**CHALLENGE 1:** Begin at the first line of the listing and stop after the line that contains "<point>325,529</point>". Reproduce those lines with the requests included, shifting every answer coordinate by adding 123 to it.

**DOCUMENT EXCERPT:**
I love to share lesson plans with other teachers and homeschooling parents.

How to teach calendar reading skills.

How to teach calendar reading skills.

How to Get Started with Calendar Skills

When I was ready to teach calendar skills to my children with special needs, I read up on the topic. We tried a few different methods, and this is what worked for us. Calendar skills are necessary for daily living, and special-needs kids can learn to use a calendar too! I hope this helps someone else in the future.

Teaching the Concept of One Day

Begin by teaching the child a concept of a day. The child will get an idea of how long it takes a day to pass with the repetition of an activity. Here are some ideas to get started:

  • Get a calendar with one sheet per day. Make it the child's job to tear off a page each morning.
  • Use a monthly calendar and have the child be responsible for crossing off the day as it passes.
  • Talk about how the sun comes up in the morning and goes down at night. Show the child a visual representation of day and night if they have trouble with the concept.

Teaching the Concept of a Week

Once the child has had plenty of practice understanding one day, introduce the concept of one week.

  • Explain to them that a week has 7 days. Show this to them on a calendar. Sing songs about 7 days in a week. Below is a Youtube song that can be used to practice days of the week. The lyrics are: "Sunday, Monday, / Tuesday, Wednesday, Thursday, / Friday, Saturday / Clap, Clap / Seven days in a week."
  • Introduce the days of the week to them as sight words. Point out that there are 7 of them and practice reading the day of the week each day: Monday, Tuesday, etc.

**INPUT MATERIAL:**
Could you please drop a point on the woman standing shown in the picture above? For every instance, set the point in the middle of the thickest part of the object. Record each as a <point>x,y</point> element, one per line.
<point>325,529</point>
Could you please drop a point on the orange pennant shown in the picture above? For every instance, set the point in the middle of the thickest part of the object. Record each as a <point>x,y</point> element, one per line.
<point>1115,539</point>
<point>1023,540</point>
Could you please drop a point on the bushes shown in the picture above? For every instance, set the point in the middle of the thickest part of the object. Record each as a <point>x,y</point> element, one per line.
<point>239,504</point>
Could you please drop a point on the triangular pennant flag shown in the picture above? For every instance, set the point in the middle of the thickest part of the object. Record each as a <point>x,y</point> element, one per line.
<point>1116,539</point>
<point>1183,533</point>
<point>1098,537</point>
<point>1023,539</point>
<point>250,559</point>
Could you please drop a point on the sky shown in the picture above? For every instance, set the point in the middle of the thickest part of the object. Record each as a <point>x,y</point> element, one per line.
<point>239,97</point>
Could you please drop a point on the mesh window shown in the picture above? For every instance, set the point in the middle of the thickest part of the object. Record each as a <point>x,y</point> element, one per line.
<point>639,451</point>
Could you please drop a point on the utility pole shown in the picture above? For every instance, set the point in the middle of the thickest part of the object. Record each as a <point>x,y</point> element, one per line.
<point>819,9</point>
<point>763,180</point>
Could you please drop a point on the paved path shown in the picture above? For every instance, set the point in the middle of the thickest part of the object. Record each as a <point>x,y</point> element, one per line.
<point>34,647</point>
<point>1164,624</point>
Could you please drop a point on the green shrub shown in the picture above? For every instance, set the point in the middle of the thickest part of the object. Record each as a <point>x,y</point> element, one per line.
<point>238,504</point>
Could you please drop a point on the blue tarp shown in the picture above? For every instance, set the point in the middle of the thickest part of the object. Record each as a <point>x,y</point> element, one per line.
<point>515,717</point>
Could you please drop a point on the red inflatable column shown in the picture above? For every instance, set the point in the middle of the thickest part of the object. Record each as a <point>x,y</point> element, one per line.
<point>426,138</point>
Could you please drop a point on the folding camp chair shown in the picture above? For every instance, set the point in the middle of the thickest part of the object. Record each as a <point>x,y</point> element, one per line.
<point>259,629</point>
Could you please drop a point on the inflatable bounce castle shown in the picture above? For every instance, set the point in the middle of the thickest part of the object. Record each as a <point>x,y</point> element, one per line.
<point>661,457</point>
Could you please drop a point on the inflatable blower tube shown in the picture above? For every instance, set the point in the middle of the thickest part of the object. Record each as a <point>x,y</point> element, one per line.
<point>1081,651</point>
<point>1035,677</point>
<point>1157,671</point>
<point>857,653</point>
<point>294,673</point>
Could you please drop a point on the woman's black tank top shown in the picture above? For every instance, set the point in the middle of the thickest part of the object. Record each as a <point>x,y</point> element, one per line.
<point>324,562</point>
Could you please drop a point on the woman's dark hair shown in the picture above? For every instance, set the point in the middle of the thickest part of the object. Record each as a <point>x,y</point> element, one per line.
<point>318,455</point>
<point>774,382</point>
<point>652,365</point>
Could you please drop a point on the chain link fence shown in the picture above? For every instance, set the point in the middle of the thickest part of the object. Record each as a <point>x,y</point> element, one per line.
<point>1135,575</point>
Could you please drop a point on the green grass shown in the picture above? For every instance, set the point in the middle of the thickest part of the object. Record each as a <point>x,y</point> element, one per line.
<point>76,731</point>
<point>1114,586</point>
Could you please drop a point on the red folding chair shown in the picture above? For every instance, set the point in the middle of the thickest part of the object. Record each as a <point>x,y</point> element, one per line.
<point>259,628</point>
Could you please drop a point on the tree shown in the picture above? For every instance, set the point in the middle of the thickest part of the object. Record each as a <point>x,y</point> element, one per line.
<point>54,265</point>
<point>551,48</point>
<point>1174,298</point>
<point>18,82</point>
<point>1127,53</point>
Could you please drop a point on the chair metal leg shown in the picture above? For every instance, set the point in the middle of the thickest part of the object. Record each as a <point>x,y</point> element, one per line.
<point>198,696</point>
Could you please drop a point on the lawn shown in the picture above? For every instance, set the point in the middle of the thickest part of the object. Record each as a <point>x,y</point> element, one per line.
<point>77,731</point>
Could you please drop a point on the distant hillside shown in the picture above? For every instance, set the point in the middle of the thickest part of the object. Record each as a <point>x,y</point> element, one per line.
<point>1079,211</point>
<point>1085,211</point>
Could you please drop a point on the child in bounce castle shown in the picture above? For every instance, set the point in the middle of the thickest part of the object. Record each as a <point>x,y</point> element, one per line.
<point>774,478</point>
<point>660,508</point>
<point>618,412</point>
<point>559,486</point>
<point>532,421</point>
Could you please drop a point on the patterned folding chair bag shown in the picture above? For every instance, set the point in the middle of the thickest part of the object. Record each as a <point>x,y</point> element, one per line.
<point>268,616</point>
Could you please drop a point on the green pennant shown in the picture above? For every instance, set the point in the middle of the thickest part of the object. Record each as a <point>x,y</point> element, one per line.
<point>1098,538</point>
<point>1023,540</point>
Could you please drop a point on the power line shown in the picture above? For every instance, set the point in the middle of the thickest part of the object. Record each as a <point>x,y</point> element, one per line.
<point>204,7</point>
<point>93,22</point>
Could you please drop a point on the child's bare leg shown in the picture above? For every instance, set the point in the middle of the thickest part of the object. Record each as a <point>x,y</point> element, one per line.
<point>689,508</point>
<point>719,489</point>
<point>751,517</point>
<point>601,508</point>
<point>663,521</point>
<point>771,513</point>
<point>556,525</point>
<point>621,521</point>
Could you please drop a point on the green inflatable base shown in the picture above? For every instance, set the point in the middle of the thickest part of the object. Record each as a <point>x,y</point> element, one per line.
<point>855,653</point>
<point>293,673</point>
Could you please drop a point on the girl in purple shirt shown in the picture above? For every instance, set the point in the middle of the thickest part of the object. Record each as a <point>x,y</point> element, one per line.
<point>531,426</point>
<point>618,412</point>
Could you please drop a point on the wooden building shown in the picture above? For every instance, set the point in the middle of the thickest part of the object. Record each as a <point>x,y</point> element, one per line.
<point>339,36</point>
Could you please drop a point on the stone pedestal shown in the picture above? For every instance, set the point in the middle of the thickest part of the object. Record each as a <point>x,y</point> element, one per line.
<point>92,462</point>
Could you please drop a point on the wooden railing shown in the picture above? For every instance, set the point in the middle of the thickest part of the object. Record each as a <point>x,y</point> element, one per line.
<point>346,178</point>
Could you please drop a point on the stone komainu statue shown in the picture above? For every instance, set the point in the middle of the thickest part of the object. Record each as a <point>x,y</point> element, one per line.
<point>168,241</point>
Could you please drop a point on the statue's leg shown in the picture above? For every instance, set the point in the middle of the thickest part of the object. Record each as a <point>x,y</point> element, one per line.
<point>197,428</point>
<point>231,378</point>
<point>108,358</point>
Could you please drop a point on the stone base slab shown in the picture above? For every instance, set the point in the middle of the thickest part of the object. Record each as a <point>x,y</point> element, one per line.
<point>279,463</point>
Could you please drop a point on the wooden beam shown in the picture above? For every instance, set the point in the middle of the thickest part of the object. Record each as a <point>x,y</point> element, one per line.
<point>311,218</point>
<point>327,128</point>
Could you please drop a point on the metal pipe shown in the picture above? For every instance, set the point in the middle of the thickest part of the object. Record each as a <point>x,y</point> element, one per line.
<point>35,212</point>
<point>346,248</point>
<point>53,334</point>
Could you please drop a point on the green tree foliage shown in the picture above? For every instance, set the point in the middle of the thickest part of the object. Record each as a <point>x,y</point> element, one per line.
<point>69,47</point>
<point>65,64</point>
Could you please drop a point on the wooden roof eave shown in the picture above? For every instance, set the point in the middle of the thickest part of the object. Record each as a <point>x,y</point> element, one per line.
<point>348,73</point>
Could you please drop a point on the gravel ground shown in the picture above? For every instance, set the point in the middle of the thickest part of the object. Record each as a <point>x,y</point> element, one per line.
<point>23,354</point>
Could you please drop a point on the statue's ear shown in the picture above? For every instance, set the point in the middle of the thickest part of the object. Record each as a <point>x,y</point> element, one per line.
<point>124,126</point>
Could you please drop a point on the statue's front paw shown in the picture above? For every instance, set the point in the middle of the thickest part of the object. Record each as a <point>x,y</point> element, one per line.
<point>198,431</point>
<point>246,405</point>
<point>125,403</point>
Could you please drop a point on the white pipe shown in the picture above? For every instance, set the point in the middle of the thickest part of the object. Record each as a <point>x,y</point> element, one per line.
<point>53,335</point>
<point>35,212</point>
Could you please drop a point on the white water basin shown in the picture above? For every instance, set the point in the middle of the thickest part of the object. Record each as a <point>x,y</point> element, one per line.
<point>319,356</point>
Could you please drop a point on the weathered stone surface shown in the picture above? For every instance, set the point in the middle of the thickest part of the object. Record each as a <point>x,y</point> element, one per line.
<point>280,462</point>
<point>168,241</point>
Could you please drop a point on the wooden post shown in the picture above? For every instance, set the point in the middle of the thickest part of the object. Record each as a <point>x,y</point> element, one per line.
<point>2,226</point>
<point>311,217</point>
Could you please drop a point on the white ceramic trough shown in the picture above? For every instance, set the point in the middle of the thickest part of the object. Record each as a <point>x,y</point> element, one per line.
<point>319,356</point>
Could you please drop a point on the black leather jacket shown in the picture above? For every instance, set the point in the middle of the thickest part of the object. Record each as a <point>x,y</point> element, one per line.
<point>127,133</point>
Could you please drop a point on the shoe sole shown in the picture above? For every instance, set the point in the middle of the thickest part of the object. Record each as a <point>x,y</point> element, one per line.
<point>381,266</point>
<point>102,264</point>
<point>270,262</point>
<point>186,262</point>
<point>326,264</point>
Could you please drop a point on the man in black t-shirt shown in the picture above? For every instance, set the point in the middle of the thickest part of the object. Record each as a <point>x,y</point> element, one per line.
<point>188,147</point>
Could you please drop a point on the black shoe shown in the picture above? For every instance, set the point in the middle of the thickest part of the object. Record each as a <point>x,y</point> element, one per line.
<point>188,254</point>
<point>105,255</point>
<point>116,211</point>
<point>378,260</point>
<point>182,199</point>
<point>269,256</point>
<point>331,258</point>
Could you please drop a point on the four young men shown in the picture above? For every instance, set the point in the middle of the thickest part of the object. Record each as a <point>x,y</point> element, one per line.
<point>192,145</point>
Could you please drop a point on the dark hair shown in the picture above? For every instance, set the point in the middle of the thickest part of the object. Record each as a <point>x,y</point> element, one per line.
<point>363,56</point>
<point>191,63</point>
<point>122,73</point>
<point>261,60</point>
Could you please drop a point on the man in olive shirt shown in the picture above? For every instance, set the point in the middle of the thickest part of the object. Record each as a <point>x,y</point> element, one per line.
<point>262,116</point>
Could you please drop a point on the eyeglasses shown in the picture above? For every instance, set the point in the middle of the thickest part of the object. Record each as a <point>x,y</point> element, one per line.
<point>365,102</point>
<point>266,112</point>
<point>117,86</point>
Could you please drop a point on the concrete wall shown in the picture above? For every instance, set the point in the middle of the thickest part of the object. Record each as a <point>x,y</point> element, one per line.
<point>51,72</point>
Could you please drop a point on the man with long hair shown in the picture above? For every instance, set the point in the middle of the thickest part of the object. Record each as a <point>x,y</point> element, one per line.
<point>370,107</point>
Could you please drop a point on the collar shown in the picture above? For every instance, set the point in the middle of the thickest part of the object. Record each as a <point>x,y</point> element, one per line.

**CHALLENGE 2:** Extend the text on teaching calendar reading skills, continuing from its last line.

**TASK ANSWER 1:**
Could you please drop a point on the woman standing shown in the picture above? For every instance, set the point in the middle of the thickest part of the object. Record each as a <point>x,y</point> element, one per line.
<point>448,652</point>

**TASK ANSWER 2:**
  • In addition to singing the days of the week in order, you can practice saying them. Songs do not work that well for my children with special needs because music usually goes too fast for them to keep up with. An alternative is simply to repeat the days of the week slowly in order. Do this frequently.
  • These days of the week free printable cards are perfect for sight word practice. They have symbols on them to help the child arrange them in order before they are able to do it by the word alone. Sing the days of the week song, have them practice putting the days in the week in order, and read each day from the days of the week sight word cards until the child has the days of the week memorized.
Days of the week cutouts.

Days of the week cutouts.

  • Often, it was easiest for us to simply read across the kitchen calendar days of the week in order. The calendar was always readily available, on the refrigerator, and it provided plenty of repetition to read them daily. After doing this for a while, we practiced putting them in order. If the child became stuck, we would run to the kitchen calendar and look to see what day came next.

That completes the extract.